- _INSTRUCCIONES_
Resume en dos oraciones el fragmento de página sobre una renuncia en solidaridad con un colega despedido.

- _FRAGMENTO DE PÁGINA_

Pero después de que la administración de la agencia tomó una decisión que no pude apoyar y despidió a uno de mis colegas, no pude más.  Intenté protestar—escribí una carta defendiendo a mi colega y indicando que era indispensable para nuestra organización—pero la decisión ya se había tomado.  Y como los entrenadores en mi secundaria, sentí la necesidad de ponerme en solidaridad con él y renunciar.  Ha sido una de las decisiones más difíciles y más claras de mi vida.  Lo supe inmediatamente; tuve que hacerlo.  La mayoría de los voluntarios no están de acuerdo con el despido de nuestro colega, y otros pocos han decidido renunciar también.  Otros quieren continuar, a pesar de su oposición.  Respecto las decisiones de cada uno; pero en mi caso, sé que necesité renunciar.

Ahora entiendo como esos entrenadores de mi pasado se deben haber sentido.  Y puedo imaginar las dudas que tenían.  Como yo, deben haber tenido preocupaciones que no significaban que quisieran hacer algo diferente sino que surgieron de una tristeza enorme, un sentido de pérdida y dolor.  Primariamente, hay el asunto de mis clientes.  Los amo; los quiero servir.  Y de hecho, otros voluntarios me han dicho que es por ellos que van a quedarse.  Me imagino que los entrenadores tampoco querían abandonar a los estudiantes en sus equipos.  Pero probablemente ellos, como yo, no podían continuar en un entorno triste y pesado; probablemente sentía, como yo, que ya no podrían dar lo mejor en ese ámbito.

Y si me quedara, haría mi trabajo, pero no sería lo mismo—y no sólo por la ausencia de un colega que admiraba y que me apoyaba.  Lo haría con una falta de confianza en los que tienen el poder de toman las decisiones que nos afectan; me sentiría cínica.  Me necesitaría decir, sí, no es justo, pero así es el mundo; los que tienen poder controlan a los demás y no hay nada que hacer.  Muchos dirían que esto es la verdad, pero mi servicio siempre ha sido una protesta en contra de la aceptación de esta idea.  Si yo no creyera en el poder de ponerme al lado de los indefensos, no habría escogido este trabajo—o, mejor dicho, no habría respondido cuando el Señor me llamó a hacerlo.  Si no rechazara el cinismo, no podría servir como cristiana.

Sé que Dios me va a llamar a otro puesto, y voy a estar esperando a que me guie.  Los diez años de servir en ese lugar me han cambiado, pero ahora me toca entender que es la hora de cambiar otra vez.  Estoy nerviosa y tengo dudas.  ¿Adónde me va a mandar? ¿Cómo voy a poder aprender nuevas políticas y desarrollar relaciones con nuevas personas?  No tengo las respuestas; pero el Señor sí.

- _DATOS PROPORCIONADOS_
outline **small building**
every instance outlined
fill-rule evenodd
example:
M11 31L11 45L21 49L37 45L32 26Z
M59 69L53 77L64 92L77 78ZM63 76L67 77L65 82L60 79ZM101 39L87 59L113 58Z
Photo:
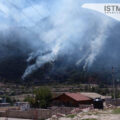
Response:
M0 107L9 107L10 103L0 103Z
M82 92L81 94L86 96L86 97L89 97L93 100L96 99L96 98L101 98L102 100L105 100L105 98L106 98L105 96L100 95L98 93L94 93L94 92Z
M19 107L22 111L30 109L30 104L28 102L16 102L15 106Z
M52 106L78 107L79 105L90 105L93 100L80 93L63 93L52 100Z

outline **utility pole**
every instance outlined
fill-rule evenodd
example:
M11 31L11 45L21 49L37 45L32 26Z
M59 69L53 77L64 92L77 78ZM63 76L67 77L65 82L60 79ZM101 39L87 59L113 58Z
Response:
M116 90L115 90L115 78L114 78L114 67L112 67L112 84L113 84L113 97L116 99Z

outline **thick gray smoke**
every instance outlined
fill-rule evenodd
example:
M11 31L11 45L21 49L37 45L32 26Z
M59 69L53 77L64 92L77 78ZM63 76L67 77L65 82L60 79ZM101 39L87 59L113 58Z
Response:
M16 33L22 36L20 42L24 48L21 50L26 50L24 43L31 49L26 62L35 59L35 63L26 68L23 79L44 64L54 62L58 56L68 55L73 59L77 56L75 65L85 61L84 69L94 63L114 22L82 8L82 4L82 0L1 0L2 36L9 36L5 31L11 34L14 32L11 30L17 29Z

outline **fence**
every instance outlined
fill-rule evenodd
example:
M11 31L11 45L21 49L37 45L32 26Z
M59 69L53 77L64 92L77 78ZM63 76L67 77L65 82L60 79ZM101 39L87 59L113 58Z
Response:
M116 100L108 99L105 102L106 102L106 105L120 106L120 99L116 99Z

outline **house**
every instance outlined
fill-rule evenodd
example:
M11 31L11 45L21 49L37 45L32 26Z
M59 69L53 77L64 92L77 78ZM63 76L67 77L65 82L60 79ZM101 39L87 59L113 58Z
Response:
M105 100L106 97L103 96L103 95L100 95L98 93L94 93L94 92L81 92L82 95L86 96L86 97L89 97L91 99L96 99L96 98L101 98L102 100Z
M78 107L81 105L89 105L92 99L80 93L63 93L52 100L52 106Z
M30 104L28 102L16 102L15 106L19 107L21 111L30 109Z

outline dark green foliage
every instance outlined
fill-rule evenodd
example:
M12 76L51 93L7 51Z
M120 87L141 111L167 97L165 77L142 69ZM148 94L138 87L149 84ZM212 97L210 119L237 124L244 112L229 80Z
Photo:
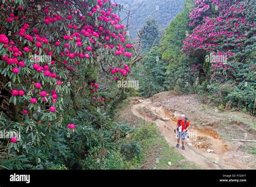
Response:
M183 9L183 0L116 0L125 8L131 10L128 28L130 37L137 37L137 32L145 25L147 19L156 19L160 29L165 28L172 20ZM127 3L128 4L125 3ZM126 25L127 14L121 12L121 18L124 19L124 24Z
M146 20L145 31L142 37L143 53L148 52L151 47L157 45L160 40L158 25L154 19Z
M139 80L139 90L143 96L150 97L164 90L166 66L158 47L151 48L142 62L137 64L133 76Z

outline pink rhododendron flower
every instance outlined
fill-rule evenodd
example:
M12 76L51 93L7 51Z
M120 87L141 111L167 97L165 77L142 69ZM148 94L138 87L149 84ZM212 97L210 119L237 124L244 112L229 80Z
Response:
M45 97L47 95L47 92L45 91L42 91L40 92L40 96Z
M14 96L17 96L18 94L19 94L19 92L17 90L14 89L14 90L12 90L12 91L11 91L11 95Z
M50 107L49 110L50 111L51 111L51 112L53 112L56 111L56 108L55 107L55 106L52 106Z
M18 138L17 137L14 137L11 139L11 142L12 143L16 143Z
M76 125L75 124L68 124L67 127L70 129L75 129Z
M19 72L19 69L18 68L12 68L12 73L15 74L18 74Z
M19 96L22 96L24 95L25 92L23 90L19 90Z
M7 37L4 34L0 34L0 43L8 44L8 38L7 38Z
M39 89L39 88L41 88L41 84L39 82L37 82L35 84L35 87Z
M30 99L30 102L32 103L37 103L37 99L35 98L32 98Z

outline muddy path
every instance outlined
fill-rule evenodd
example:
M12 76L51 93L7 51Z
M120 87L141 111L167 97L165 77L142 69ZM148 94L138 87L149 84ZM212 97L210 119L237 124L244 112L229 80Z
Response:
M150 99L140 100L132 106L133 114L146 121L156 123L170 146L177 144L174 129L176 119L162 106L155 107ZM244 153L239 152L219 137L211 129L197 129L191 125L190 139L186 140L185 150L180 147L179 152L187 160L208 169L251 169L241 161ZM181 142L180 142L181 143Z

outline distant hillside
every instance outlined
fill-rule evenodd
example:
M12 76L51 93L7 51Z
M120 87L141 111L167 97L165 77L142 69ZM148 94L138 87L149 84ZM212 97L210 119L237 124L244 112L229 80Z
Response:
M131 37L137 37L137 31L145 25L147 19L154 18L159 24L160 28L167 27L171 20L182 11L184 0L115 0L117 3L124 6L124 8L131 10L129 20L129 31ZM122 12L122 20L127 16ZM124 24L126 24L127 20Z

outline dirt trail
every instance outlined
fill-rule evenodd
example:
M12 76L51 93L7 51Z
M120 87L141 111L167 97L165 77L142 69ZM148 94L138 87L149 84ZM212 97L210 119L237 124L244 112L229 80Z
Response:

- _TAREA RESUELTA_
Después de que la administración de la agencia despidió a un colega, quien narra escribió una carta en su defensa y, como la decisión ya estaba tomada, renunció en solidaridad con él, igual que lo habían hecho unos entrenadores de su secundaria. Aunque le duele dejar a sus clientes y siente nervios y dudas, rechaza seguir con cinismo en un entorno triste y espera la guía de Dios hacia otro puesto.